TASK OBJECTIVE. Pull out each line of the listing that contains the string "short", matching capital and lowercase letters exactly.

TASK MATERIAL.
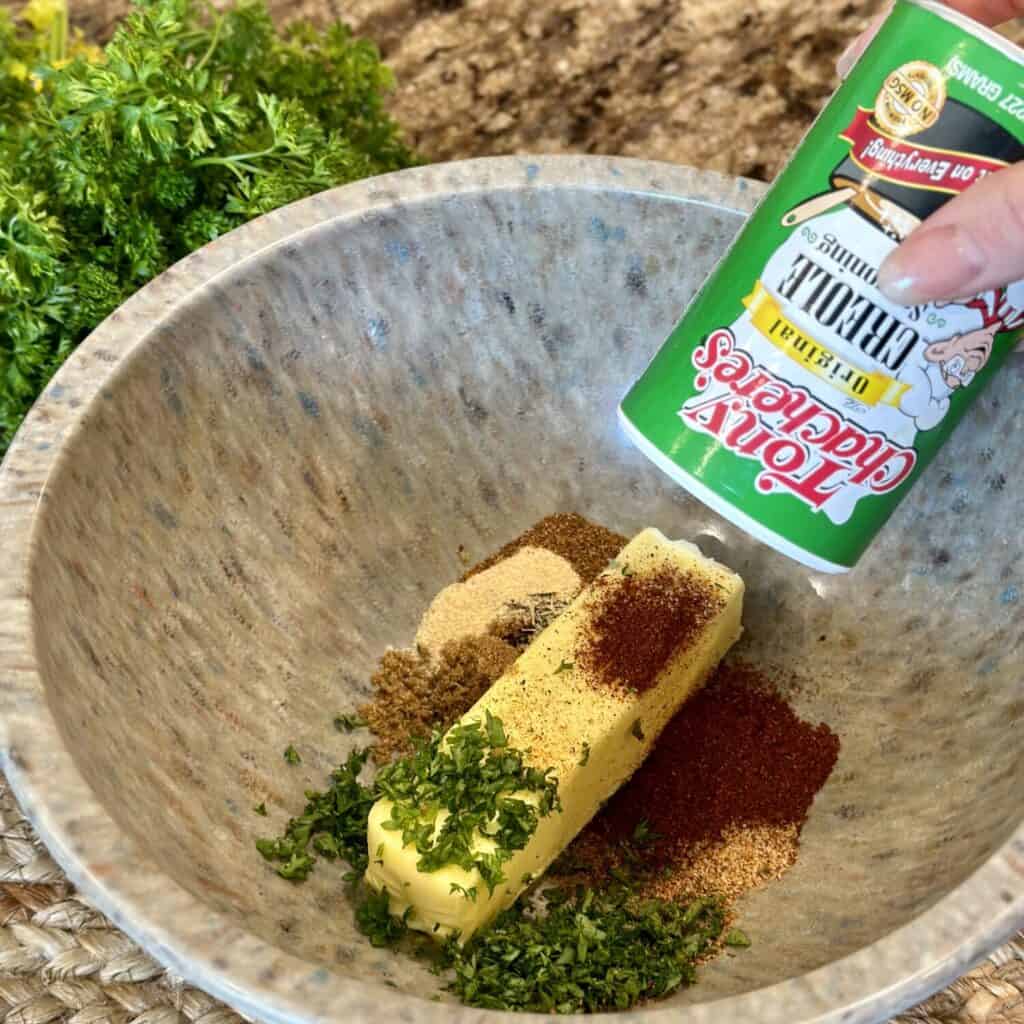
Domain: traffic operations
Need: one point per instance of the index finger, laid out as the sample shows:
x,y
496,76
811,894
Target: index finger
x,y
990,12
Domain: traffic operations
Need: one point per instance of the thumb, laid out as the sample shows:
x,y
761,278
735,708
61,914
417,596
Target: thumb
x,y
971,245
856,49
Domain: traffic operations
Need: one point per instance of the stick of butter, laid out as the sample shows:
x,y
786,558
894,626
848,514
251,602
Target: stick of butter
x,y
588,698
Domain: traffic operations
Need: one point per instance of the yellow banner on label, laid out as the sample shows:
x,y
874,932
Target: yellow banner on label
x,y
870,388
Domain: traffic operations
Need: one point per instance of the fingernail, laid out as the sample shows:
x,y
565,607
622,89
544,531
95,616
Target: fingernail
x,y
933,263
848,57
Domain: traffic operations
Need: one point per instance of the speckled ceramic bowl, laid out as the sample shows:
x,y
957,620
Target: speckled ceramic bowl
x,y
252,477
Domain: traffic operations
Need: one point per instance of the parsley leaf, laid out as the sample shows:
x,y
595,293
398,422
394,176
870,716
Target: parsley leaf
x,y
478,779
115,164
377,923
590,951
469,893
333,825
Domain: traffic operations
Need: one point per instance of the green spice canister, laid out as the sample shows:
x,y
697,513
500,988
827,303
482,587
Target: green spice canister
x,y
793,397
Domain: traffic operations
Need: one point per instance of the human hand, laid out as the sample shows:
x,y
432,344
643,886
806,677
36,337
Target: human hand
x,y
976,241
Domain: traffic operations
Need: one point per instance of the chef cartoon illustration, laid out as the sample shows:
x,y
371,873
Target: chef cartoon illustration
x,y
945,366
815,320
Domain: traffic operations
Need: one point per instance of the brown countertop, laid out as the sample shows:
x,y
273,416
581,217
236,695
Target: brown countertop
x,y
720,84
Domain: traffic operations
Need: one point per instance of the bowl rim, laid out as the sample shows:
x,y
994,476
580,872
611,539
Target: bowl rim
x,y
205,947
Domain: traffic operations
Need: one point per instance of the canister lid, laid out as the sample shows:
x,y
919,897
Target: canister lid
x,y
990,36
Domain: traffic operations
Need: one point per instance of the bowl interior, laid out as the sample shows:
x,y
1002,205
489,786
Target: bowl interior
x,y
270,488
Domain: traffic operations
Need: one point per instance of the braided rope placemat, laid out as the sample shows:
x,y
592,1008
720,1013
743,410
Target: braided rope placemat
x,y
62,963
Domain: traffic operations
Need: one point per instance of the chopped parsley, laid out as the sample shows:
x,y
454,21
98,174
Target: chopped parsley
x,y
333,825
590,951
377,923
478,779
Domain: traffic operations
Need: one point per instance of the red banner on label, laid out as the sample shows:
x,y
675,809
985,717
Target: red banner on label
x,y
915,166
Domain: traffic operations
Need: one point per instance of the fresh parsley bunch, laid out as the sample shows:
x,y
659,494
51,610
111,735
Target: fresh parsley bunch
x,y
114,164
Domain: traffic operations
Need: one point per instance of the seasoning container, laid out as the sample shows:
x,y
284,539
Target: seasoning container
x,y
793,397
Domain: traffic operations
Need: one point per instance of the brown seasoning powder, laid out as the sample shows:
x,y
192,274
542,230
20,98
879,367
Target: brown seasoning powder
x,y
639,622
586,546
413,695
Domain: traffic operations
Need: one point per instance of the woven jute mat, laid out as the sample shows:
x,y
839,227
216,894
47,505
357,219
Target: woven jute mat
x,y
565,76
60,961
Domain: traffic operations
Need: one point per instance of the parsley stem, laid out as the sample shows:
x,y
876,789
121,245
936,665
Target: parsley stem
x,y
218,25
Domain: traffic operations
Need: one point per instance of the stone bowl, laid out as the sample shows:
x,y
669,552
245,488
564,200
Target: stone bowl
x,y
250,480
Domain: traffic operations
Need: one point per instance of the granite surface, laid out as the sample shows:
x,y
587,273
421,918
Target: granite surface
x,y
715,84
252,477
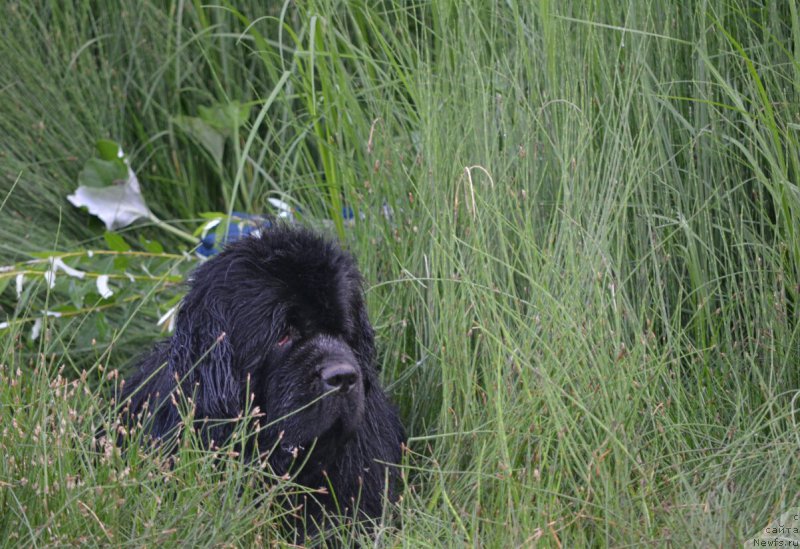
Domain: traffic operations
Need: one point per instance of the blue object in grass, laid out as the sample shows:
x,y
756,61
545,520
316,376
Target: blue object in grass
x,y
239,225
242,224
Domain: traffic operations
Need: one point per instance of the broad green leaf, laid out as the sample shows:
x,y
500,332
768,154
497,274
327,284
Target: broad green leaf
x,y
116,242
225,117
102,173
152,246
109,150
208,137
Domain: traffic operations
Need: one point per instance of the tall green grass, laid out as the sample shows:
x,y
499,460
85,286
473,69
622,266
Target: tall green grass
x,y
585,294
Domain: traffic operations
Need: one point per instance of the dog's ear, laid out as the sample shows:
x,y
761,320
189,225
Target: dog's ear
x,y
201,354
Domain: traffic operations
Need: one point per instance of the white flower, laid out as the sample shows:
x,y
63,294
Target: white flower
x,y
102,287
117,205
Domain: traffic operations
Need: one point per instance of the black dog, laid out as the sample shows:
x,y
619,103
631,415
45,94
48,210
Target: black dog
x,y
280,319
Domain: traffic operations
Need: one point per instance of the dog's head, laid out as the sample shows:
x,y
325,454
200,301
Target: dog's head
x,y
278,319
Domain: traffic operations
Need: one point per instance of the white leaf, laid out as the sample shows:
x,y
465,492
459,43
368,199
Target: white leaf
x,y
57,264
102,287
116,205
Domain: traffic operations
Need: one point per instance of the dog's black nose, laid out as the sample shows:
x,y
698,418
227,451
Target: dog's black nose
x,y
338,375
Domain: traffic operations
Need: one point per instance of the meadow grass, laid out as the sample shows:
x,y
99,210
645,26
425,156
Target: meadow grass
x,y
577,222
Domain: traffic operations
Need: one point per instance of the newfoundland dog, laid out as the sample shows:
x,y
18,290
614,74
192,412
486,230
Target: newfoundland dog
x,y
279,319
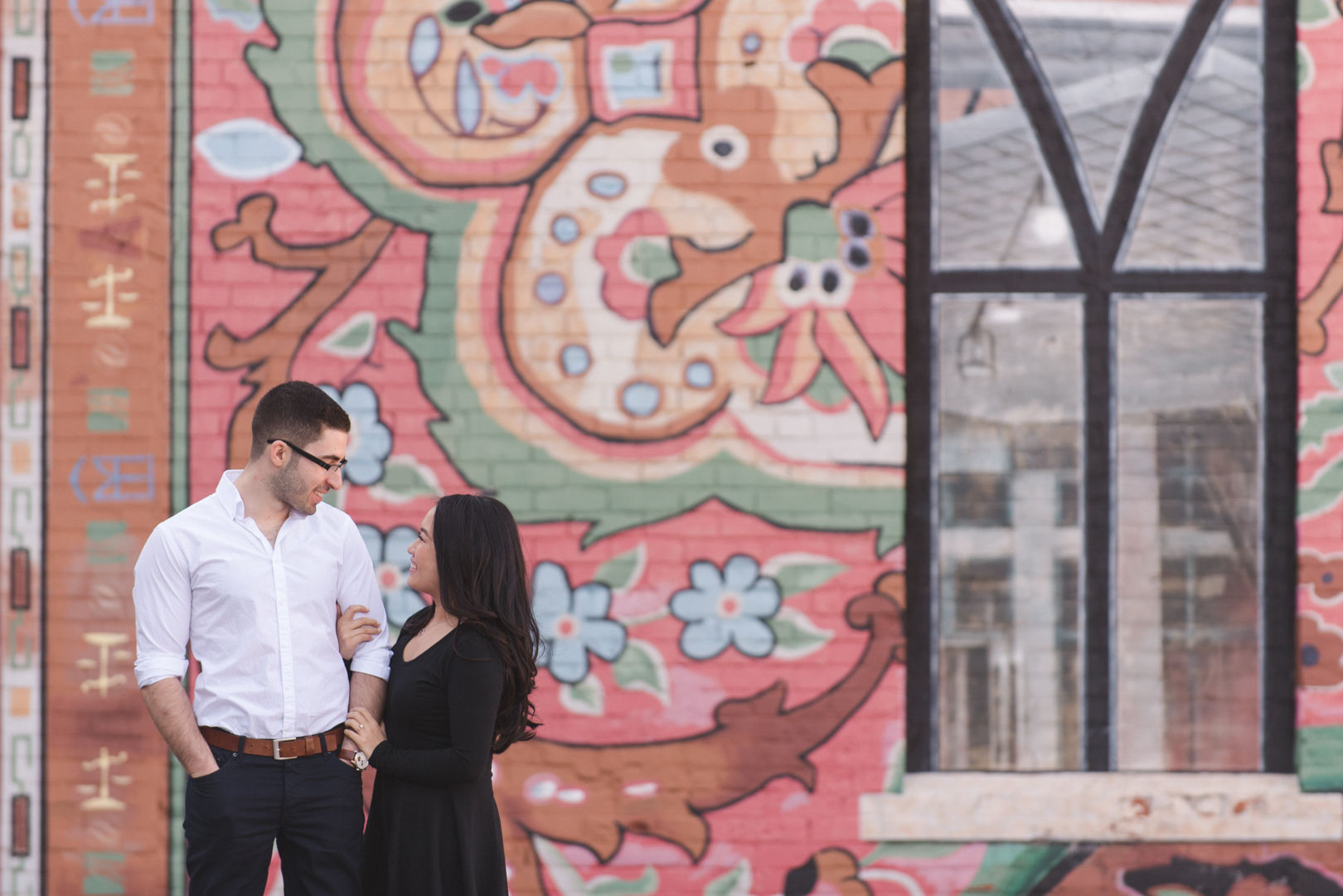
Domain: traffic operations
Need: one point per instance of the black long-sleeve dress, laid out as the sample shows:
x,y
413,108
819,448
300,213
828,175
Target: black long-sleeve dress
x,y
433,826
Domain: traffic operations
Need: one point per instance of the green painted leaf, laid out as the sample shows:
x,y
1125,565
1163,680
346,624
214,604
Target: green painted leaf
x,y
1314,12
901,850
567,879
1323,414
735,883
584,699
868,56
795,578
1013,869
535,485
621,573
827,390
405,480
642,885
795,636
1323,492
641,668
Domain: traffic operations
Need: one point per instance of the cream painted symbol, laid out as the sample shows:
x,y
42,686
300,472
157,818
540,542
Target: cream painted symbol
x,y
109,318
116,164
105,641
104,801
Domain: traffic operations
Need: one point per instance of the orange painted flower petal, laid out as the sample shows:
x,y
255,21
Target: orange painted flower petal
x,y
856,366
797,361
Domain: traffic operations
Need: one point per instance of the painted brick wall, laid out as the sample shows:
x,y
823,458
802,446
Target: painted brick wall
x,y
484,230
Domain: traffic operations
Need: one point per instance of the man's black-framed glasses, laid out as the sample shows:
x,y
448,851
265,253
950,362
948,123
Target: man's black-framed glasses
x,y
325,465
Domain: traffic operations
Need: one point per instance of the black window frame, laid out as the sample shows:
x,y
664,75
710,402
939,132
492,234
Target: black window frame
x,y
1098,281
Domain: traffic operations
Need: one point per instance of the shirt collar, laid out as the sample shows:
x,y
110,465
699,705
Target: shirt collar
x,y
233,499
229,493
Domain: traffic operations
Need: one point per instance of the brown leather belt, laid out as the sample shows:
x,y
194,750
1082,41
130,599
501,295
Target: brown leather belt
x,y
283,748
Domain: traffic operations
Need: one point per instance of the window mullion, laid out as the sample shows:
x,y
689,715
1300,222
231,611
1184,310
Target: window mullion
x,y
1098,530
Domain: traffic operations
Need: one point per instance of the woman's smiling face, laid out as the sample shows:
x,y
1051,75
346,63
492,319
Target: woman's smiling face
x,y
424,573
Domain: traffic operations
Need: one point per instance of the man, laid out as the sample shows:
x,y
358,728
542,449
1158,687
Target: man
x,y
253,577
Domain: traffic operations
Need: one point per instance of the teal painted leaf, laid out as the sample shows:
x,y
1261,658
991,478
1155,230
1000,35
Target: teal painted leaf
x,y
795,636
1013,869
642,668
406,480
1323,414
1323,492
645,884
1314,14
622,571
801,573
735,883
584,699
892,850
535,485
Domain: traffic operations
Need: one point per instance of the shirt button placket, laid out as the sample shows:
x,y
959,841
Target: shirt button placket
x,y
286,647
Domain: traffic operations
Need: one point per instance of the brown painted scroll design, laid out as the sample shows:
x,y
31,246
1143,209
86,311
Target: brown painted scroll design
x,y
1310,317
665,789
268,355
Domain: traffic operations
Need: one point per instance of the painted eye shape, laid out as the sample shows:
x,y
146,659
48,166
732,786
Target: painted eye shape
x,y
463,11
857,257
829,279
856,223
724,147
798,279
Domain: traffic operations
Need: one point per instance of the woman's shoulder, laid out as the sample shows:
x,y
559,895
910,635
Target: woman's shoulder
x,y
413,625
473,642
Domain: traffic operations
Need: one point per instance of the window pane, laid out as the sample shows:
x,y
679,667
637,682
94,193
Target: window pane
x,y
1100,60
1187,525
1204,203
994,201
1009,454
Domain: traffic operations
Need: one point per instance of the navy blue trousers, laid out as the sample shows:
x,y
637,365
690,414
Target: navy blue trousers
x,y
312,809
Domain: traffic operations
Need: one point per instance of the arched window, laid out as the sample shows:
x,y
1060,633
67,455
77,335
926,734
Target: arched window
x,y
1102,385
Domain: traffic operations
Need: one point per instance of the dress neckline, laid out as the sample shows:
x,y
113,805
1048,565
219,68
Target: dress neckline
x,y
448,634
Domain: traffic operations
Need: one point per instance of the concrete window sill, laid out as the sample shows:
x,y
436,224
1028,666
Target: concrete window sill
x,y
1100,807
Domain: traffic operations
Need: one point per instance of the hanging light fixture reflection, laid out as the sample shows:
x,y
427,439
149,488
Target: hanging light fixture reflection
x,y
975,348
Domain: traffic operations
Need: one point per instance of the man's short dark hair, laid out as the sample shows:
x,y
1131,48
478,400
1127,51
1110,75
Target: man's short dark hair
x,y
296,411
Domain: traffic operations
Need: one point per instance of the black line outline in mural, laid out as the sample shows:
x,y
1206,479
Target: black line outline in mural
x,y
1096,279
879,612
374,235
350,116
1219,880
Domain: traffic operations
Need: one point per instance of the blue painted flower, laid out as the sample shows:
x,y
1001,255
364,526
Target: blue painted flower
x,y
727,608
370,439
572,622
391,564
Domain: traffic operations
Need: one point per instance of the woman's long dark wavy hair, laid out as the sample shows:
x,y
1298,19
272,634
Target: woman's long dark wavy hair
x,y
482,582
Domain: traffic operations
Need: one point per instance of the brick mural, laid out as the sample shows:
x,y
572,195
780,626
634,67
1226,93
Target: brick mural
x,y
637,268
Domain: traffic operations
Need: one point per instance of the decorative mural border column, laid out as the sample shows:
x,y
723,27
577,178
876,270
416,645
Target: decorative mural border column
x,y
109,433
23,117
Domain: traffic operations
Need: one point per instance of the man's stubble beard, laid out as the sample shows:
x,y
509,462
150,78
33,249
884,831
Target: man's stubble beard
x,y
288,485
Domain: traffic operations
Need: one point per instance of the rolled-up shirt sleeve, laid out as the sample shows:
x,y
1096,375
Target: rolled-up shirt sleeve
x,y
359,588
162,610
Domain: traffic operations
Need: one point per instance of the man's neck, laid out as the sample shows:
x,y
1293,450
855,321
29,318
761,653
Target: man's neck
x,y
259,501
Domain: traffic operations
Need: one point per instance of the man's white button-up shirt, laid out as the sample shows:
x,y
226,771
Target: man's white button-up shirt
x,y
261,618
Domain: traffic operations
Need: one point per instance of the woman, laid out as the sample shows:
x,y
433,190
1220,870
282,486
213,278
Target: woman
x,y
458,694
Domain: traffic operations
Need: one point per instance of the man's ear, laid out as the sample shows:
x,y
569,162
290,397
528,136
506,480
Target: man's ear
x,y
275,453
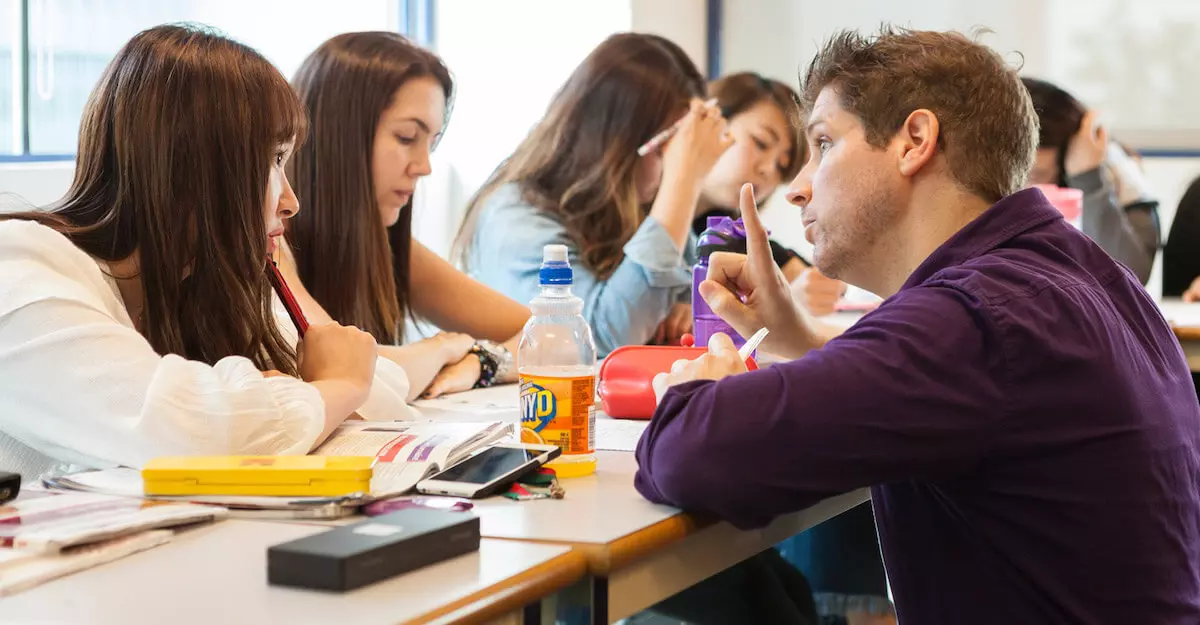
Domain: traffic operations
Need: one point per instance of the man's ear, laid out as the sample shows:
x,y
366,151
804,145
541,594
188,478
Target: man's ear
x,y
917,140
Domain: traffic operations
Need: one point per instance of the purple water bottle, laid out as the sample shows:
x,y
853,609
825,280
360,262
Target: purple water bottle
x,y
723,234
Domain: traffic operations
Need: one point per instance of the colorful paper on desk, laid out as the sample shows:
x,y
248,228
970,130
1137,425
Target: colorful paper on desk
x,y
406,452
498,403
618,434
22,570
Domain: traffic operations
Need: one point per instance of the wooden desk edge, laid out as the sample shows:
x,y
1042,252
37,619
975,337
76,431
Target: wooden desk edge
x,y
1186,332
513,594
604,558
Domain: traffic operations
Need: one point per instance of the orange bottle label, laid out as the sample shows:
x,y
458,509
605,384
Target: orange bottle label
x,y
559,412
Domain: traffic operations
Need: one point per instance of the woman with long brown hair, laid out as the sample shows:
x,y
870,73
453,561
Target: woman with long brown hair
x,y
577,179
768,150
378,106
136,314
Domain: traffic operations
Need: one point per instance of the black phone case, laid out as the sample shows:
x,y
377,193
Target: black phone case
x,y
503,485
10,486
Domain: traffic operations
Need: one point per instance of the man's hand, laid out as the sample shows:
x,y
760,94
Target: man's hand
x,y
749,292
1089,148
720,361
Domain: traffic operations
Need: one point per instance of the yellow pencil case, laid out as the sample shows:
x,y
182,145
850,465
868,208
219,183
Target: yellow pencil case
x,y
259,475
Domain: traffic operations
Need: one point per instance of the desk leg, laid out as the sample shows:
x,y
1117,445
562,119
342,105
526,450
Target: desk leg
x,y
586,602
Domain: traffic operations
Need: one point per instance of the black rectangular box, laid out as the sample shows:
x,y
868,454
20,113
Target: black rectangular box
x,y
364,553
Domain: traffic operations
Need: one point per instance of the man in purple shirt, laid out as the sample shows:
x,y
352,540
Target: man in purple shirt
x,y
1018,406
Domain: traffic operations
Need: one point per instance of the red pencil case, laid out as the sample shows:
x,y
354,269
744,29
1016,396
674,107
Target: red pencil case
x,y
625,380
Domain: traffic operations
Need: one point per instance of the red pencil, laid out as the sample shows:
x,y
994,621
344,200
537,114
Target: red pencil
x,y
289,300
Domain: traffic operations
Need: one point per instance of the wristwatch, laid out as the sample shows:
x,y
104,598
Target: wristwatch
x,y
495,362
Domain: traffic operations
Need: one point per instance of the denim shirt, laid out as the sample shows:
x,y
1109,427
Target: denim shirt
x,y
625,308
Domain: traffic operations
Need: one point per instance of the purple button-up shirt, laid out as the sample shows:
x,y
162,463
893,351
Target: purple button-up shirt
x,y
1023,413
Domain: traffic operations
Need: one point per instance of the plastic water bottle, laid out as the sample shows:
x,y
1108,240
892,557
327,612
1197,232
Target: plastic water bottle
x,y
556,365
721,234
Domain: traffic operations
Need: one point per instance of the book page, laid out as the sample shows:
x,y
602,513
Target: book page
x,y
406,452
49,524
21,570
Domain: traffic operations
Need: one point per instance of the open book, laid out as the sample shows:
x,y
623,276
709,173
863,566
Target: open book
x,y
406,452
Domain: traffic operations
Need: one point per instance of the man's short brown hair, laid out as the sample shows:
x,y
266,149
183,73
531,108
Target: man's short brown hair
x,y
989,130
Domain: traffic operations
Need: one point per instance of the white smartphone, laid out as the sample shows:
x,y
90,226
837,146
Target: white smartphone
x,y
489,469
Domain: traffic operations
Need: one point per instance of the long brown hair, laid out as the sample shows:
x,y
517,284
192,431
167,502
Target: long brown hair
x,y
738,92
579,162
353,265
174,156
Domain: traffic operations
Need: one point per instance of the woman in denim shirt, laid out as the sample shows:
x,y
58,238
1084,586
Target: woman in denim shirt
x,y
577,180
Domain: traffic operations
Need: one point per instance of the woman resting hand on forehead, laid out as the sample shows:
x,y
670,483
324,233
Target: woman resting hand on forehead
x,y
136,314
768,150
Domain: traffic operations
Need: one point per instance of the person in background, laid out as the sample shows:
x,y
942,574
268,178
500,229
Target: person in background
x,y
136,314
763,120
1181,256
841,556
1019,407
577,180
378,106
1074,150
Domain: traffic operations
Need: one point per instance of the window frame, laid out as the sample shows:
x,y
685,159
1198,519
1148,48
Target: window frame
x,y
414,20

CORRECT OUTPUT.
Need: one point per instance of the man's short dark hair, laid out as the sample shows:
Target: man's short dark hair
Need: one point per instance of the man's short brown hair, laid out as the sample shows:
Target: man's short brown hair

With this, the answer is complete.